Copy every item below word for word, leaving out the pictures.

-- begin Exercise input --

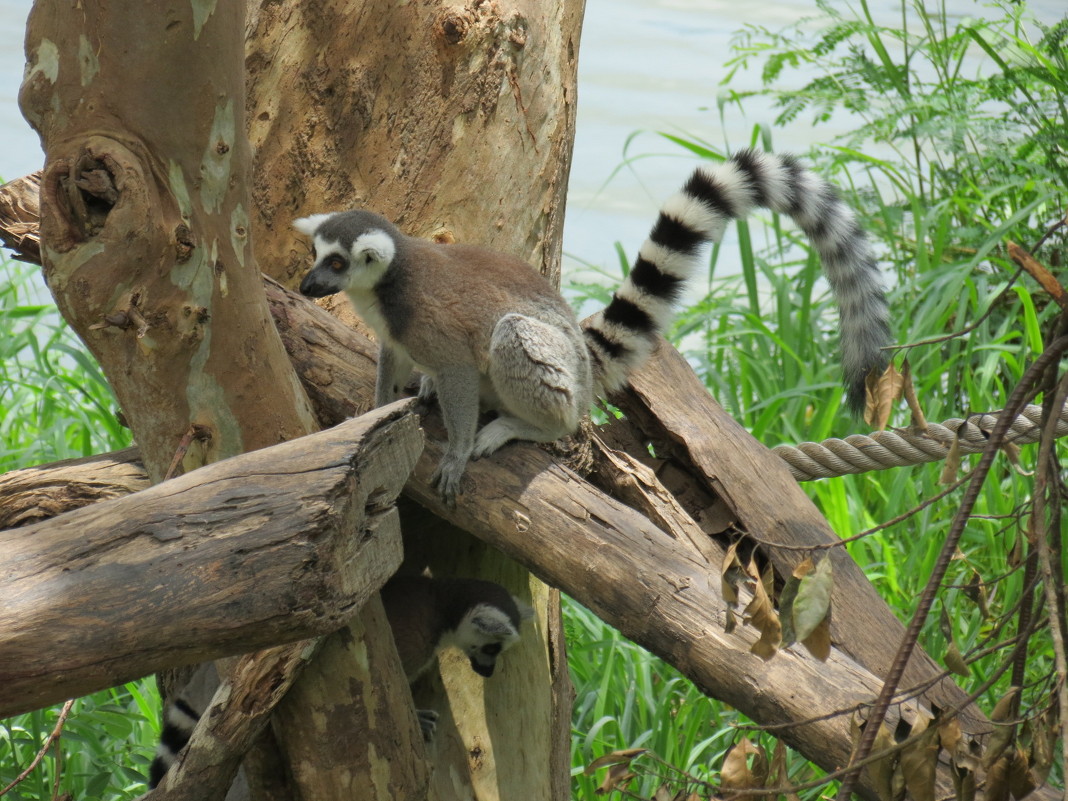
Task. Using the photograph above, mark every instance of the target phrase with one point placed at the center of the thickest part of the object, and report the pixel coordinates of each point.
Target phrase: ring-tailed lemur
(481, 324)
(426, 615)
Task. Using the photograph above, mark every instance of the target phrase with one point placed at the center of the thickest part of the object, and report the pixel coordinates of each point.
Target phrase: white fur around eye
(325, 248)
(308, 225)
(375, 244)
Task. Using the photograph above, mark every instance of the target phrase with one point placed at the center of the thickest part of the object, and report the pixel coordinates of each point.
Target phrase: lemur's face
(484, 633)
(351, 252)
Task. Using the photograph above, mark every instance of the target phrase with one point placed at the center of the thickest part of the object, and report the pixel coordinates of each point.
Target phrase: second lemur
(481, 618)
(485, 326)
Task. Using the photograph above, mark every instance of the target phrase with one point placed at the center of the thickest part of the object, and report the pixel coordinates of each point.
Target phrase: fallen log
(288, 540)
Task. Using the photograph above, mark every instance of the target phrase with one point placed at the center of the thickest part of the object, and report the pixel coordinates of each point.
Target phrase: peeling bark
(145, 223)
(288, 543)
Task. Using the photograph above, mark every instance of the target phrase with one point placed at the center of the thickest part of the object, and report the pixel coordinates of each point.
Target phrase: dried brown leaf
(998, 778)
(738, 772)
(919, 762)
(728, 574)
(948, 733)
(818, 642)
(762, 614)
(963, 782)
(1011, 452)
(952, 466)
(881, 771)
(624, 756)
(813, 601)
(786, 609)
(880, 393)
(617, 776)
(1004, 734)
(909, 391)
(1021, 779)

-- end Exercise input --

Expected answer
Task. Using the photograph above, mark every instance of the target phrase with one point placed at the center of the thickest part of the object, and report the pixel coordinates of each point.
Target phrase: ring-tailed lemur
(481, 324)
(426, 615)
Task. Using the photograph above, mark every instance of the target phrase with one point placed at the center of the thickest part of the object, and report the pixel coordinates of each point.
Target phrase: white fur around eye
(325, 248)
(308, 225)
(375, 244)
Task. Using the photograph above, mark every instance of the target phrase with one point placed at the center of the thickest part of the object, and report the pixel coordinates of each point.
Target phrase: lemur's face
(484, 633)
(351, 252)
Task. Using the photograph above, mark every instance of the target phrase with one point placed at the center of the thickest part of the object, and report the pixel coordinates of each point.
Target phrase: second lemur
(481, 618)
(485, 326)
Task. Using the photograph above, mark every instance of the target phrase with one point placed at the center of the thickest part of the object, and report the pixel coordinates of each point.
Target phrase: fallen log
(288, 540)
Task. Using the photograph above, mark every instance of the target phrase with one point placed at the center of the thickest part of the object, and report the pixel coordinates of each point.
Target phrase: peeling bark
(145, 223)
(288, 543)
Task. Using the photograph above, mark every instance of the target phrase with one point placed at the center of the thickest part of the object, and report the pixel coordinates of each point.
Target phrase: dried brown leaf
(998, 778)
(738, 772)
(919, 762)
(728, 574)
(948, 733)
(818, 642)
(762, 614)
(963, 782)
(1011, 452)
(952, 466)
(881, 771)
(624, 756)
(813, 601)
(786, 609)
(880, 393)
(617, 776)
(1004, 734)
(909, 391)
(1021, 779)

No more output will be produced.